▸ Directions
Output range, inclusive: from the line containing "The component shall identify every instance of the vertical" to the line containing "The component shall identify every instance of the church". Restate those lines from the data below word for word and only those.

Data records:
※

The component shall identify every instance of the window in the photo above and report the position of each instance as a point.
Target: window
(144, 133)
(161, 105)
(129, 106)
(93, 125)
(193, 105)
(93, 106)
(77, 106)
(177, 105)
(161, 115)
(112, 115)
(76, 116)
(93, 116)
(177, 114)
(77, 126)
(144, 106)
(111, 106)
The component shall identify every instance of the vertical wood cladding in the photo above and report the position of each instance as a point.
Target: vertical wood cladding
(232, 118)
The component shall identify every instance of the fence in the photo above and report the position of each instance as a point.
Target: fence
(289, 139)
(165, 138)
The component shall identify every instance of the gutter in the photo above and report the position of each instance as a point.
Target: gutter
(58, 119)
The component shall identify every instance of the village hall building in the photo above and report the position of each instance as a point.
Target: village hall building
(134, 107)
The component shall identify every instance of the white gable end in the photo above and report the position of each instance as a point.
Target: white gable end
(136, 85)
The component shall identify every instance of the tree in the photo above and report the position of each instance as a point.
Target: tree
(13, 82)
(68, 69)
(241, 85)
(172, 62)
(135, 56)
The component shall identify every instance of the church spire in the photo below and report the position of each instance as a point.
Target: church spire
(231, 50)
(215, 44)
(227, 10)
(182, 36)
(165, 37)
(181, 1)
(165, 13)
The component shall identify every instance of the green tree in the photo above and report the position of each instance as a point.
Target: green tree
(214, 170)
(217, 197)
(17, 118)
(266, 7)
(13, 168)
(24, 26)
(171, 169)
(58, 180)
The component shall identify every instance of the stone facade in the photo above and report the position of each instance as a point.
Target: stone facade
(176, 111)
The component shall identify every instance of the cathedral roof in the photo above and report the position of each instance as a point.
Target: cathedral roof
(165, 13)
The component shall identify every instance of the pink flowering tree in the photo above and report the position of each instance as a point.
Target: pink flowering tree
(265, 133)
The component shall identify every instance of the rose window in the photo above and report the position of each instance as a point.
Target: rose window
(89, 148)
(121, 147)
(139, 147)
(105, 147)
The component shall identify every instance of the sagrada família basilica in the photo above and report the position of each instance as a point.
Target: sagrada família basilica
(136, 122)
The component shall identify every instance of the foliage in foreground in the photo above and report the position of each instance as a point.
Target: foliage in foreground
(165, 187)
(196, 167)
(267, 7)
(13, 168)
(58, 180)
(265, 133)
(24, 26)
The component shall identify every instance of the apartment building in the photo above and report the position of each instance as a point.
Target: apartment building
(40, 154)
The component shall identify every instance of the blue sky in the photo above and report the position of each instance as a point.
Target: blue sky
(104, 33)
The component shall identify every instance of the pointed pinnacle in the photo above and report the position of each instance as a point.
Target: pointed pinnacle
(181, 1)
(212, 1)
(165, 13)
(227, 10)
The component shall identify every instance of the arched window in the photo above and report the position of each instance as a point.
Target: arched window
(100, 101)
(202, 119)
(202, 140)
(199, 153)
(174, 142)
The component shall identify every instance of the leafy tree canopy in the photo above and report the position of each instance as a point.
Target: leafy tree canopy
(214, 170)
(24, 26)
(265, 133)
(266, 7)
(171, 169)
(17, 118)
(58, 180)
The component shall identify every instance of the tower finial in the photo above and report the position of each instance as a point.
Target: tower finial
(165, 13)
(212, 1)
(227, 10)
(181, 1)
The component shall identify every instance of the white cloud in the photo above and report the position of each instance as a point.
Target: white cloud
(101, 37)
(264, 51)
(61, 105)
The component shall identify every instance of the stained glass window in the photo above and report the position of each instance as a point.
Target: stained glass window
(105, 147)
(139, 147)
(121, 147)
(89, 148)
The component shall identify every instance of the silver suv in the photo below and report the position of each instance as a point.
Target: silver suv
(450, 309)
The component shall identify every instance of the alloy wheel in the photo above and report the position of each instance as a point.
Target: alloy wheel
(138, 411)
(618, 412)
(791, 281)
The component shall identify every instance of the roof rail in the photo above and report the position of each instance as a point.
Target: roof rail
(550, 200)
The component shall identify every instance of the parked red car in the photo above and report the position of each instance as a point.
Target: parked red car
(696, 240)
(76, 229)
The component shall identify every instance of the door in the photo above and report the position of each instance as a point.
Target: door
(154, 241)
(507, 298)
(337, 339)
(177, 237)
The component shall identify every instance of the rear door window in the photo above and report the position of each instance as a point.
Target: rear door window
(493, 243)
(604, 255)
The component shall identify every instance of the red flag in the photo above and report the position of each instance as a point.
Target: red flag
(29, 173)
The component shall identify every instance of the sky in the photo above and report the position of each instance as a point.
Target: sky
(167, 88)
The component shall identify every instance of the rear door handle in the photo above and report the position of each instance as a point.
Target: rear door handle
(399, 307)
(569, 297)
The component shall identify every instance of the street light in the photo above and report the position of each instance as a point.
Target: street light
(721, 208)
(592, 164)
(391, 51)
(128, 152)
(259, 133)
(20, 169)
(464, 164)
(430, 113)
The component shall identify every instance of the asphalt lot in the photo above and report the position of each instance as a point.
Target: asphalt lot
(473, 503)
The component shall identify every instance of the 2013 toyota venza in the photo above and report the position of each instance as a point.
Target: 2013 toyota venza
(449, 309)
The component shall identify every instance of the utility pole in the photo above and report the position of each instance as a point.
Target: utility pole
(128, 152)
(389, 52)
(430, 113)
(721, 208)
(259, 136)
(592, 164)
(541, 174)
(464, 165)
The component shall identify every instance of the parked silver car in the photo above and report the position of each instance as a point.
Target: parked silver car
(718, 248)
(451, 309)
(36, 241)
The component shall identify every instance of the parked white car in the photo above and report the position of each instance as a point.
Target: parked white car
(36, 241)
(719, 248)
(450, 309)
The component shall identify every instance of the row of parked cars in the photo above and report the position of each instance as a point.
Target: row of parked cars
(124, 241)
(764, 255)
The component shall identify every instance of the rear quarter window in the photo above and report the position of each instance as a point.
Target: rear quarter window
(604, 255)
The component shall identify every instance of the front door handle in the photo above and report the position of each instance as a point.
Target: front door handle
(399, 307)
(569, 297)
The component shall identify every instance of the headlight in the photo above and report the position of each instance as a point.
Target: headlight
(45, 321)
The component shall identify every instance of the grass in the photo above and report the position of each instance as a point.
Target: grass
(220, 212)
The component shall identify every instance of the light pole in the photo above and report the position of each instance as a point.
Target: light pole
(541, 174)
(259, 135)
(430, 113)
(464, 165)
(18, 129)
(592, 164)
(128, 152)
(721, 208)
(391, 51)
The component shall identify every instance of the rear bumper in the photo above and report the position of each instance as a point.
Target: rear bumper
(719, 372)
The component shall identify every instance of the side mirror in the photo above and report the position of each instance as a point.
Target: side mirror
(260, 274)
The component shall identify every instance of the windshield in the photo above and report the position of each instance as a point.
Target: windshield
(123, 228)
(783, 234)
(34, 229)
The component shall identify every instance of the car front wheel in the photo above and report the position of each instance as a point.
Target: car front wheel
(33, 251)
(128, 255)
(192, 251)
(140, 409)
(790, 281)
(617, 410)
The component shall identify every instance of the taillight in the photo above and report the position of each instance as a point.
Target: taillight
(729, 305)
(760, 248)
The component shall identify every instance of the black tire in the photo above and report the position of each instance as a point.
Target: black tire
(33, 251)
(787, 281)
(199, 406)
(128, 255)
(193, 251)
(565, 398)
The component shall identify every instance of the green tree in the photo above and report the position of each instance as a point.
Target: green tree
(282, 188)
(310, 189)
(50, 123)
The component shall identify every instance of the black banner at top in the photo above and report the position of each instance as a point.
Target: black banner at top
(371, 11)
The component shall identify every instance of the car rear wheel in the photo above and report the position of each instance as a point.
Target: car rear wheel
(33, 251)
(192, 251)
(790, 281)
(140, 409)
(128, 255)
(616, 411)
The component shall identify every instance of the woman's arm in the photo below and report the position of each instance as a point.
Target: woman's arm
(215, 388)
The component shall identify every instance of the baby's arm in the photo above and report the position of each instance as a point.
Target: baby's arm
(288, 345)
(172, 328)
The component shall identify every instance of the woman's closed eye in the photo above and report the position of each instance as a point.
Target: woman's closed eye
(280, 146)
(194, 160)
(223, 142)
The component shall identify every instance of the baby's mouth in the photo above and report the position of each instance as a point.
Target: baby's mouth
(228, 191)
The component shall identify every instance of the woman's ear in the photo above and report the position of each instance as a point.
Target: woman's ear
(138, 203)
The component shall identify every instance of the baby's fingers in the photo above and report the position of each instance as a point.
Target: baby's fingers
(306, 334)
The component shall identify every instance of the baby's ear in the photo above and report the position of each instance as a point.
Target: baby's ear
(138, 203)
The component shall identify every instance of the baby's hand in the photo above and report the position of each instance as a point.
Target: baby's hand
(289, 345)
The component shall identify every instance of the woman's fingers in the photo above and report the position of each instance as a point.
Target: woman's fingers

※

▸ Your response
The component shall identify every instance of the vertical wood cladding in the photo above and report the position of each instance as a point.
Target: vertical wood cladding
(232, 118)
The component shall identify every instance of the fence in the photo above and report the position of each instance as a point.
Target: fence
(289, 139)
(165, 138)
The component shall identify every instance of the gutter in the photo above and report the position of each instance as a point.
Target: gutter
(58, 119)
The component shall identify every instance of the village hall building in the photo above and report the position of each instance as a point.
Target: village hall building
(134, 107)
The component shall identify every instance of the white gable end in the photo above and report the position of each instance as a point.
Target: white gable end
(136, 85)
The component shall identify every instance of the tree in the photo above and report the position of each instance as a point.
Target: tree
(13, 82)
(68, 69)
(241, 85)
(172, 62)
(135, 56)
The component shall identify every instance of the church spire in the photo below and report the position of each instance as a point.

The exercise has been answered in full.